===== PROVIDED RECORDS =====

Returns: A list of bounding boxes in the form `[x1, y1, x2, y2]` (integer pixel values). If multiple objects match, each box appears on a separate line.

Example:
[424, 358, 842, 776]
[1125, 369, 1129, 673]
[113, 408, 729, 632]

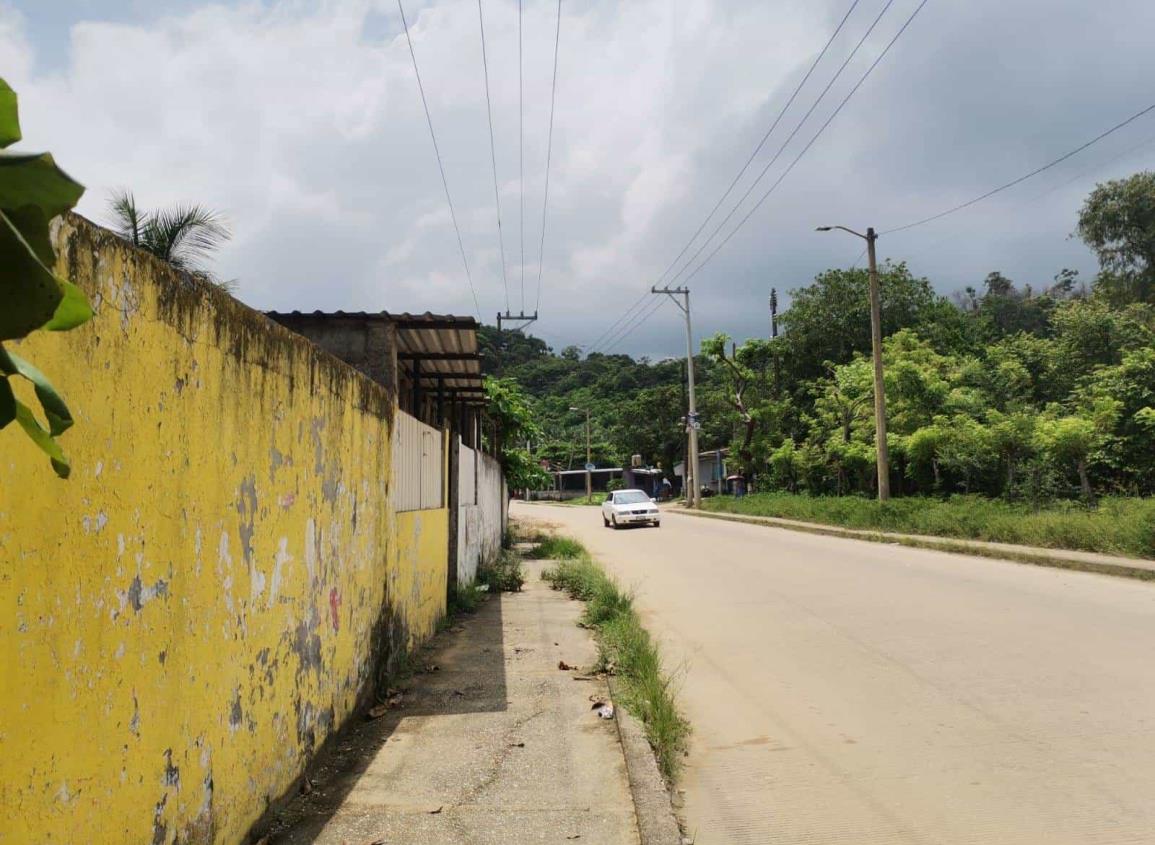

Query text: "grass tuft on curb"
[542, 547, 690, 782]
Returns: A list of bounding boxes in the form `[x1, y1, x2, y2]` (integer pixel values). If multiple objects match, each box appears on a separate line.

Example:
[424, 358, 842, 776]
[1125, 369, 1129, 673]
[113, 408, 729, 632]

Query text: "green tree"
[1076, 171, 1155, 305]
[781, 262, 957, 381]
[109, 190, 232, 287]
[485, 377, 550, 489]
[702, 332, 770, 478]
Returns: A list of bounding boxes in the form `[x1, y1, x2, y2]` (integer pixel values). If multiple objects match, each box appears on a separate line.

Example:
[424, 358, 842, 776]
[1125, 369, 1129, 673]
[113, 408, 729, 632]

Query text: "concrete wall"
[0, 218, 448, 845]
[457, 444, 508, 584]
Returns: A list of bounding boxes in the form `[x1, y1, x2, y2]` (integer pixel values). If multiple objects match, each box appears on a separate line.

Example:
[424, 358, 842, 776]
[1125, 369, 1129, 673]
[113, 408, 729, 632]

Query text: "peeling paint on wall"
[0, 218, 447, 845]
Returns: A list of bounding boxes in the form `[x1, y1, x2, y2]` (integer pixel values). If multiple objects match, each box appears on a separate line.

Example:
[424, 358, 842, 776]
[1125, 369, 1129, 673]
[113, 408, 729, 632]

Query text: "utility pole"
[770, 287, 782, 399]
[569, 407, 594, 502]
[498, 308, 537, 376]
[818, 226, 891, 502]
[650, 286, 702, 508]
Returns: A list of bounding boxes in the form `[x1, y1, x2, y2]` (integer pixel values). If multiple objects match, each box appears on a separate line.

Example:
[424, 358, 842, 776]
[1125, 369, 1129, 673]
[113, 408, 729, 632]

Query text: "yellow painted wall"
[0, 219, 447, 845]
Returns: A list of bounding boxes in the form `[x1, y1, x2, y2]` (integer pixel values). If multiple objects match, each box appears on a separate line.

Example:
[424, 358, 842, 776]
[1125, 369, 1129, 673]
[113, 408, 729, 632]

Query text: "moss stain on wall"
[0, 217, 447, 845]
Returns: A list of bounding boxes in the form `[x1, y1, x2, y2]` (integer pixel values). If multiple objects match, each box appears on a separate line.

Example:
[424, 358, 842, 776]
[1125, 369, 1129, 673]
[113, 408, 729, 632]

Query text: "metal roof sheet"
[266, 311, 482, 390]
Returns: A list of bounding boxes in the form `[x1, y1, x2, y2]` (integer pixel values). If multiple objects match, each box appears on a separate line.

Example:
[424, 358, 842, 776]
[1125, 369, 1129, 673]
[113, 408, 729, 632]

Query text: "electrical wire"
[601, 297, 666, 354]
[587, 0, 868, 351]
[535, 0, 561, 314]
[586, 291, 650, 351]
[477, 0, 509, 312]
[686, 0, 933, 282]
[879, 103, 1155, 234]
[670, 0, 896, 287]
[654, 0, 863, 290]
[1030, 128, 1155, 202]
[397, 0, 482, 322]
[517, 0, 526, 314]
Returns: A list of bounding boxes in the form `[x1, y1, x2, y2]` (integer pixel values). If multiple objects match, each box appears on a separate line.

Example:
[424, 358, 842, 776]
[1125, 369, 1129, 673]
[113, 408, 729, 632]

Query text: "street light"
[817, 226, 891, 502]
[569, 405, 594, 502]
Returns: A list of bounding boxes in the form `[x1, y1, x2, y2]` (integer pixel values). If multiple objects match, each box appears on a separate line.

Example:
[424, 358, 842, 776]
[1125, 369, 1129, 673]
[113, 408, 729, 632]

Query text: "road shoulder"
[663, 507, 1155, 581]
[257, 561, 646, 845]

=====

STATED TASK:
Reproduce every line from the start of the entries through the line holding "[0, 218, 447, 845]", inclusive, with the requests included, and scale each bounding box coordinate in the answers by 0.55, rounding to whole numbers with halves rounded up. Leave the numbers in the requests and their format samples unchanged, and omit the pictures.

RESPONSE TO THIS TASK:
Returns: A list of bounding boxes in the form `[x1, y1, x2, y2]` (integer pixel values). If multiple objects match, each box appears on a separate line.

Example:
[424, 358, 842, 776]
[1125, 369, 1129, 673]
[113, 408, 729, 632]


Query text: "grass tuft on curb"
[298, 301, 380, 430]
Returns: A list of bounding boxes in the form `[x1, y1, x2, y2]` (integer pixel values). If multiple objects match, each box appears on a separate line.

Example:
[424, 358, 842, 776]
[1125, 369, 1129, 673]
[113, 408, 729, 632]

Query text: "green tree"
[592, 94, 635, 168]
[430, 144, 526, 210]
[60, 105, 128, 158]
[267, 207, 303, 269]
[386, 183, 424, 263]
Returns: A list of bounding boxes in the form `[x1, y1, x2, y2]` (integer pixel values). If multiple objects match, each box appears on a separate line.

Example:
[424, 358, 842, 776]
[1125, 369, 1129, 673]
[113, 408, 729, 632]

Query text: "concrete wall"
[0, 120, 246, 465]
[251, 244, 279, 321]
Returns: A list of bounding boxes in the form `[x1, y1, x2, y2]` (integer pixel values). If multiple objects match, each box appears on a separate line.

Example:
[424, 358, 842, 776]
[1125, 369, 1129, 673]
[113, 408, 729, 632]

Query text: "peeling paint on wall"
[0, 120, 246, 465]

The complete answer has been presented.